Problem details » Quote, verbatim, the stretch of lines from the one containing "Within each <instance>" through the one containing "822L566 807L561 798L542", both included, and nothing else.

Source data »
>>

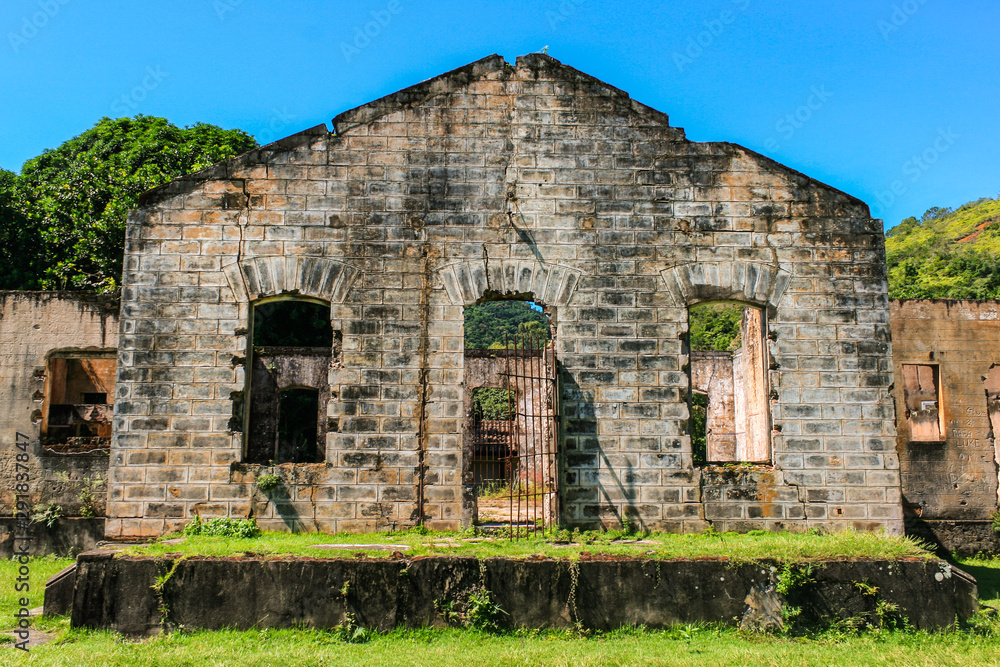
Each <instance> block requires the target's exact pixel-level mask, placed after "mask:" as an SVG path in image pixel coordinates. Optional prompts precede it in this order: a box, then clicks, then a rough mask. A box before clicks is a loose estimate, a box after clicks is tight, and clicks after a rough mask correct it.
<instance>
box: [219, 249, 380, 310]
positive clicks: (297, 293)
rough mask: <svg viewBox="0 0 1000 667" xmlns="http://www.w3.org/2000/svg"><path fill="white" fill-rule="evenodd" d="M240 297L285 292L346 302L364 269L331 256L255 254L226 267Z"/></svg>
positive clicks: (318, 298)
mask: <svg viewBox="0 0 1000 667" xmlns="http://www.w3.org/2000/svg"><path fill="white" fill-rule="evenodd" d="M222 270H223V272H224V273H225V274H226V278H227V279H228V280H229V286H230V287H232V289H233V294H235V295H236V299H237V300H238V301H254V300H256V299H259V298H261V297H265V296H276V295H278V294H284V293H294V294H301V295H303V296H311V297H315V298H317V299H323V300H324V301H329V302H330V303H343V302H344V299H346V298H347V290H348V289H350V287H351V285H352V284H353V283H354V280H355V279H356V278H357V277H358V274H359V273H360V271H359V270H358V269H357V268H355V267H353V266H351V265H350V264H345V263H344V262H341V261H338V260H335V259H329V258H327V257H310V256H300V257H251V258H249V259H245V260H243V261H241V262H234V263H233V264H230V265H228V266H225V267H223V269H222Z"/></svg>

<<
>>

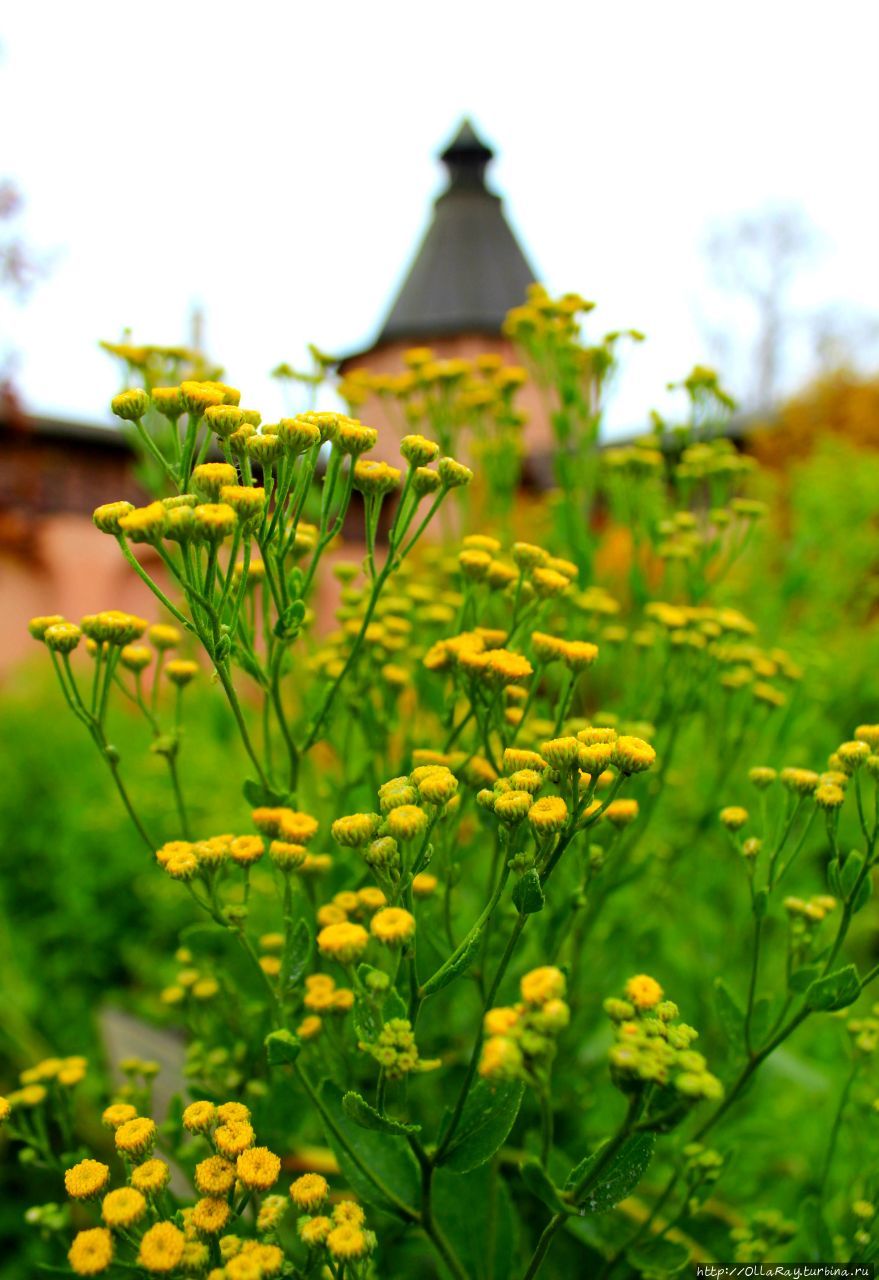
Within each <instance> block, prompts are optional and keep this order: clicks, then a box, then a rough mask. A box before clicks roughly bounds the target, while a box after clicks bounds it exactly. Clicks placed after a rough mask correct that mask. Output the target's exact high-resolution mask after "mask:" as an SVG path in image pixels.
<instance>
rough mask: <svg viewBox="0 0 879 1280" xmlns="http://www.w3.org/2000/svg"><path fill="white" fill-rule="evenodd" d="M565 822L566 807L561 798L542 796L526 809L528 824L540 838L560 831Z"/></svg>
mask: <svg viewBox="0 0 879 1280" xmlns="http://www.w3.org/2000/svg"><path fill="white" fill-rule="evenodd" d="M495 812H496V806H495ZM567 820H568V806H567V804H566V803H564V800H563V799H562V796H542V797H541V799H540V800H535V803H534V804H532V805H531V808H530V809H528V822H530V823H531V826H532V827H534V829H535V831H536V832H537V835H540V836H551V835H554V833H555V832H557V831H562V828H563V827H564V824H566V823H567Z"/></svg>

<<

Written response »
Within each <instance> block, prompts are optional and keep this order: clicks, then a box, then a rough mask. A box before clicks roughly bounds the target, while a box after clicks bounds it exactly. Clicks placed after a rough mask correct that mask. Output the target's exact high-resolution mask after "mask:" as an SVG path in image pixels.
<instance>
rough mask: <svg viewBox="0 0 879 1280" xmlns="http://www.w3.org/2000/svg"><path fill="white" fill-rule="evenodd" d="M565 822L566 807L561 798L542 796L526 809L528 824L540 838L560 831Z"/></svg>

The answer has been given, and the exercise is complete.